- [Consigne donnée 1]
Présentez sous forme de tableau Markdown les lignes de la liste, depuis son début jusqu'à la ligne contenant « POLYGON ((128 143, 125 », celle-ci comprise. Mettez le numéro de rang dans une colonne N° et le texte dans une colonne Ligne, sans les lignes vides.
-*-*-
Article paru dans LES GRANDS DOSSIERS de DIPLOMATIE n°44 – « La géopolitique de la France » avril-mai 2018.
Par Yves Montenay, démographe, économiste et ancien dirigeant d’entreprises dans douze pays.
Alors que l’on redécouvre la francophonie médiatisée par Emmanuel Macron, il convient de prendre la mesure d’enjeux importants, pour notre langue et notre culture d’abord – qui sinon deviendra locale puis disparaîtra –, mais également pour notre économie et notre statut mondial.
Depuis 1945, les Français s’étaient habitués au recul de leur langue. Les uns sont scandalisés, d’autres indifférents. Certains se félicitent même d’entrer avec l’anglais dans la modernité et d’œuvrer à l’unité linguistique du monde. Mais commençons par l’histoire, qui nous éclaire sur les causes de ce recul.
Le gâchis d’un passé prestigieux
Les amoureux de la langue maudissent des erreurs politiques qui ont gâché ce monument national. À défaut d’être la langue d’usage sur tout le territoire national (les trois quarts de la population parlant encore une langue régionale à la veille de la Révolution), le français était la langue commune dans toutes les cours d’Europe, et même au-delà, avant de devenir langue diplomatique, faisant foi pour les traités à partir de 1713. Il a généré les œuvres restées classiques de la Renaissance, celles reflétant la politique de « grandeur » de Louis XIV, puis celles des Lumières. Le français a ensuite véhiculé les idées de la Révolution, relayées par les romantiques, et a continué à s’illustrer culturellement pendant une bonne part du XXe siècle.
En deux siècles, nous perdons nos possessions américaines qui couvraient les deux tiers des actuels États-Unis et Canada. Le remarquable redressement entamé par Louis XVI fut perdu par la Révolution, qui coalisa l’Europe contre elle et nous détourna du grand large. Napoléon dut vendre la Louisiane aux États-Unis, recette vite engloutie dans le financement de ses guerres, qui laissèrent la France humainement et économiquement très affaiblie.
-*-*-
- [Consigne donnée 2]
Recopiez fidèlement le passage de l'article sur la francophonie compris entre « Article paru dans » et « notre statut mondial. », bornes incluses.

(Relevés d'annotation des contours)
-*-*-
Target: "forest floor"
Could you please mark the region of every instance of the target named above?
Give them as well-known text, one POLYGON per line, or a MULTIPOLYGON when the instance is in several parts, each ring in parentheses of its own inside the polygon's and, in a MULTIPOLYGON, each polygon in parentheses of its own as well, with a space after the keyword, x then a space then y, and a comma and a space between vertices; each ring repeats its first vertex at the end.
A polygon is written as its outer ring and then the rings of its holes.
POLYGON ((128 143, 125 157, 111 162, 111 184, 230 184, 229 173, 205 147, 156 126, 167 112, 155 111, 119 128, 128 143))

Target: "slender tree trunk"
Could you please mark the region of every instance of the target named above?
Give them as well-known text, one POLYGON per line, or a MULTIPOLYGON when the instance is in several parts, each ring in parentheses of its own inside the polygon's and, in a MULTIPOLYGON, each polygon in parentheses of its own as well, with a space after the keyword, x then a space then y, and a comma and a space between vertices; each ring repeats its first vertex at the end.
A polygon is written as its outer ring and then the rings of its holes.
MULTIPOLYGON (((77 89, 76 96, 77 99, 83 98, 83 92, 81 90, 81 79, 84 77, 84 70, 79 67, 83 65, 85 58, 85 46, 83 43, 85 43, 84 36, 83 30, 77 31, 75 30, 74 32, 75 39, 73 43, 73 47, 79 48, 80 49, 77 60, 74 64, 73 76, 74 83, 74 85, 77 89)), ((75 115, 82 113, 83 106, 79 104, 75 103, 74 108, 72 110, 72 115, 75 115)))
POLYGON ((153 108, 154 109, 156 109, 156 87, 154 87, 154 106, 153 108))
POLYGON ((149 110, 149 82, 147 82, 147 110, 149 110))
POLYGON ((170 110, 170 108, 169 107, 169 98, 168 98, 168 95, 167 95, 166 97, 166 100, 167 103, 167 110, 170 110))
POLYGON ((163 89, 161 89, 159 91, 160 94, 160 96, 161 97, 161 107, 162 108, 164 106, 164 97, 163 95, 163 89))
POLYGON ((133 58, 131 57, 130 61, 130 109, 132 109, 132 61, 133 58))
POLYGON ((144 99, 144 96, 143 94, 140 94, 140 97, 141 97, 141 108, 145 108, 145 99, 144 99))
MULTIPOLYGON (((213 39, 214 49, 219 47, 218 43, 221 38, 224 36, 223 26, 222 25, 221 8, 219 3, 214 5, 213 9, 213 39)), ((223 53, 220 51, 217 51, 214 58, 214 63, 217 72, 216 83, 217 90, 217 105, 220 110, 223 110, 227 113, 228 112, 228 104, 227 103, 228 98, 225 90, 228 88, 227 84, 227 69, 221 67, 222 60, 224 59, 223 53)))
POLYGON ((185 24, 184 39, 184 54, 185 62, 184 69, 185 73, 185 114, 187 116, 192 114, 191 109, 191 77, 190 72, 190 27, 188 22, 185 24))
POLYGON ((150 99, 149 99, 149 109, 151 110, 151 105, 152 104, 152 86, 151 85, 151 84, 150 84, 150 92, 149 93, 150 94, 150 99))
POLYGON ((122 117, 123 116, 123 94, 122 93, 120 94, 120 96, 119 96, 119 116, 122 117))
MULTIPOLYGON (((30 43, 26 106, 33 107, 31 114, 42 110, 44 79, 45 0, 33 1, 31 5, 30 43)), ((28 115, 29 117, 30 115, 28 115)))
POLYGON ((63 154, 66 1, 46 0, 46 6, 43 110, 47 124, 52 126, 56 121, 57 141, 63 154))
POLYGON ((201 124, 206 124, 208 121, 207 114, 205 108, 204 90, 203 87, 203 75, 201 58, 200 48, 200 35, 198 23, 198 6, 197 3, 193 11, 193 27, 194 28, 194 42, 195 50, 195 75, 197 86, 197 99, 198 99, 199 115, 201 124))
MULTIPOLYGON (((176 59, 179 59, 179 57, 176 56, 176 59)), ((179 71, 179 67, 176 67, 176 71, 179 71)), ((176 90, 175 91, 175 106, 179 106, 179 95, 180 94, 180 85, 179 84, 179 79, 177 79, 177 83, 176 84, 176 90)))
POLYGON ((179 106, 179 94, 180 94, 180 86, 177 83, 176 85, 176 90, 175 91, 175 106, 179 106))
-*-*-
- [Réponse rédigée 1]
| N° | Ligne |
|---|---|
| 1 | Target: "forest floor" |
| 2 | Could you please mark the region of every instance of the target named above? |
| 3 | Give them as well-known text, one POLYGON per line, or a MULTIPOLYGON when the instance is in several parts, each ring in parentheses of its own inside the polygon's and, in a MULTIPOLYGON, each polygon in parentheses of its own as well, with a space after the keyword, x then a space then y, and a comma and a space between vertices; each ring repeats its first vertex at the end. |
| 4 | A polygon is written as its outer ring and then the rings of its holes. |
| 5 | POLYGON ((128 143, 125 157, 111 162, 111 184, 230 184, 229 173, 205 147, 156 126, 167 112, 155 111, 119 128, 128 143)) |

- [Réponse rédigée 2]
Article paru dans LES GRANDS DOSSIERS de DIPLOMATIE n°44 – « La géopolitique de la France » avril-mai 2018.
Par Yves Montenay, démographe, économiste et ancien dirigeant d’entreprises dans douze pays.
Alors que l’on redécouvre la francophonie médiatisée par Emmanuel Macron, il convient de prendre la mesure d’enjeux importants, pour notre langue et notre culture d’abord – qui sinon deviendra locale puis disparaîtra –, mais également pour notre économie et notre statut mondial.